[Point-based annotation data]
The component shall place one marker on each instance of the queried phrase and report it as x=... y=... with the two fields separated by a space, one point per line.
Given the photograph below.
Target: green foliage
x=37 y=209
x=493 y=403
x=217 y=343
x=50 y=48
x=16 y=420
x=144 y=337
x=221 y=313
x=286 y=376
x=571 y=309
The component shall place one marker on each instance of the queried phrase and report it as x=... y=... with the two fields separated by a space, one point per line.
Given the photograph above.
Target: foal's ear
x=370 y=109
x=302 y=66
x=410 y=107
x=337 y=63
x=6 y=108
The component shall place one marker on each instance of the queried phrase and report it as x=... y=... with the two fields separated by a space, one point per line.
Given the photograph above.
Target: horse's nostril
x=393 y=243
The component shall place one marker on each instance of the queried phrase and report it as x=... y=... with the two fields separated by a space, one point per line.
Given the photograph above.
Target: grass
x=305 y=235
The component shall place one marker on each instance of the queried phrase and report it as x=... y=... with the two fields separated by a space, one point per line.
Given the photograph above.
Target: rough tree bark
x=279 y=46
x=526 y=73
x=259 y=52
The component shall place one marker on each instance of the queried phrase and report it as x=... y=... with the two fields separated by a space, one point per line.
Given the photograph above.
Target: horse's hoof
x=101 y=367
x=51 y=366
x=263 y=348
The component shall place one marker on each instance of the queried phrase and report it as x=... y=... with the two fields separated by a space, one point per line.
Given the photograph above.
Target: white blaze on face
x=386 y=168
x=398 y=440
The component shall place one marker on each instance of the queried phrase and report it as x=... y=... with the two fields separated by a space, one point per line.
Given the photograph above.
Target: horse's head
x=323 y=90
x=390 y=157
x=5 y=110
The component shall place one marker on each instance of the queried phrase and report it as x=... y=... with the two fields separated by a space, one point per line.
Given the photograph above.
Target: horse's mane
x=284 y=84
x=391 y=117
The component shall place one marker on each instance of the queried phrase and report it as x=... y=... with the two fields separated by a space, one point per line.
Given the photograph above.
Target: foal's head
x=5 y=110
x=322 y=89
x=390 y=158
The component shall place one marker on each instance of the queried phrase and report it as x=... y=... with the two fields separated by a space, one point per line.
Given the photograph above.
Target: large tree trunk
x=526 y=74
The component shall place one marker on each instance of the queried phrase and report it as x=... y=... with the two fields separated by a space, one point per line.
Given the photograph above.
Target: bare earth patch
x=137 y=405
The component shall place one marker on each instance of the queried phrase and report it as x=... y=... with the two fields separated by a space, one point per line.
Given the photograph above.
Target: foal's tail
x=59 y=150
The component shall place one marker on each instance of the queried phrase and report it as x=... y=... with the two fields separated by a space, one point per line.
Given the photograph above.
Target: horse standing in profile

> _Instruction_
Pull out each row above that includes the string "head", and copy those rows without changing them.

> _Correct answer_
Target: horse's head
Target: foal's head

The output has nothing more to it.